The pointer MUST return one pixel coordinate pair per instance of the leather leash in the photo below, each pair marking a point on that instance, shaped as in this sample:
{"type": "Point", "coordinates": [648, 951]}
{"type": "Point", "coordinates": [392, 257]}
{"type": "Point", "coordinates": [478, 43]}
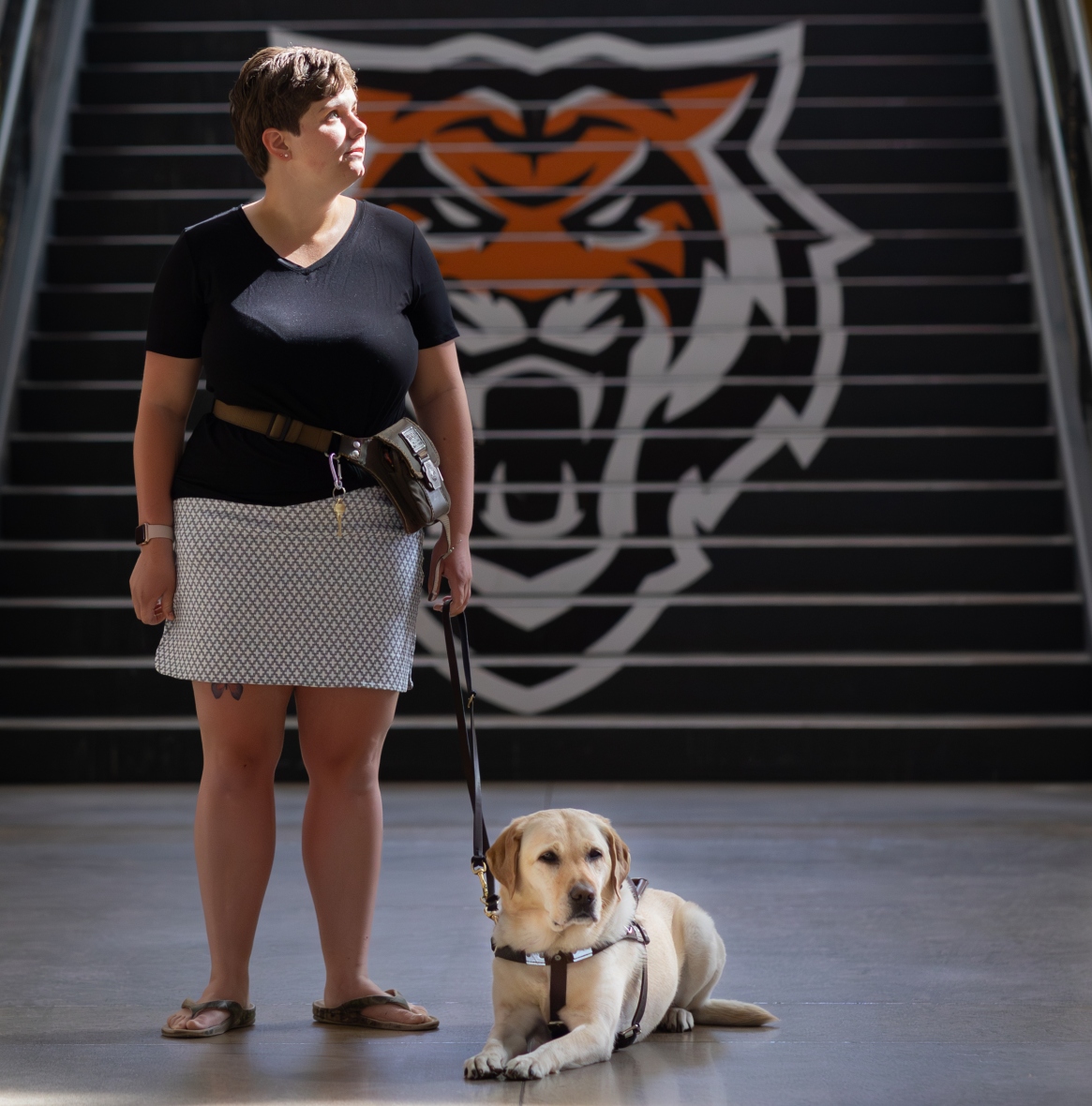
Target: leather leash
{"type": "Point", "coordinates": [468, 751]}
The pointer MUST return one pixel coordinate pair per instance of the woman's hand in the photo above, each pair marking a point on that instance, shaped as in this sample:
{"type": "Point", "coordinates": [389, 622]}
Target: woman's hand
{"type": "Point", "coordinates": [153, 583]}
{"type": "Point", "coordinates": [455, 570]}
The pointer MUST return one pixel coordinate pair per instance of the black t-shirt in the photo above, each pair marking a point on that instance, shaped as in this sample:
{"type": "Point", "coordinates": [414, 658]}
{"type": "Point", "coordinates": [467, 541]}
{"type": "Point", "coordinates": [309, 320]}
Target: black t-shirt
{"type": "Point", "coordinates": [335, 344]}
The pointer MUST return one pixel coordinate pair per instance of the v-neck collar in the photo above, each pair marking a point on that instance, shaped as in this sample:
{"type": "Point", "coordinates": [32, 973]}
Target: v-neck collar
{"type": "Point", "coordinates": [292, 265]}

● Work to do:
Reproduce all of the records above word for word, omitting the pictures.

● Exercise result:
The pointer MUST return one pixel coordinate pair per instance of the leather leash in the photo below, each pair marking a point on that instance, shaped as in this sample:
{"type": "Point", "coordinates": [648, 951]}
{"type": "Point", "coordinates": [392, 257]}
{"type": "Point", "coordinates": [478, 43]}
Target: leather leash
{"type": "Point", "coordinates": [468, 751]}
The pointer MUST return one pixel coordinate pair per instance of the woman's hand in the photo above, each pair marking a point on that instance, shaped as in this sample:
{"type": "Point", "coordinates": [389, 622]}
Target: woman's hand
{"type": "Point", "coordinates": [153, 583]}
{"type": "Point", "coordinates": [455, 570]}
The pointer MUST return one pixel coordinate pair per instance of the black t-shirt in the photo above, each pair marking a point on that instance, shaped as in this sample:
{"type": "Point", "coordinates": [414, 658]}
{"type": "Point", "coordinates": [467, 541]}
{"type": "Point", "coordinates": [309, 320]}
Target: black t-shirt
{"type": "Point", "coordinates": [335, 344]}
The pointer MUST return one pixel coordinate pair per instance of the v-neck collar in the photo above, each pair marking a point on that instance, shaped as in this sample:
{"type": "Point", "coordinates": [32, 973]}
Target: v-neck collar
{"type": "Point", "coordinates": [292, 265]}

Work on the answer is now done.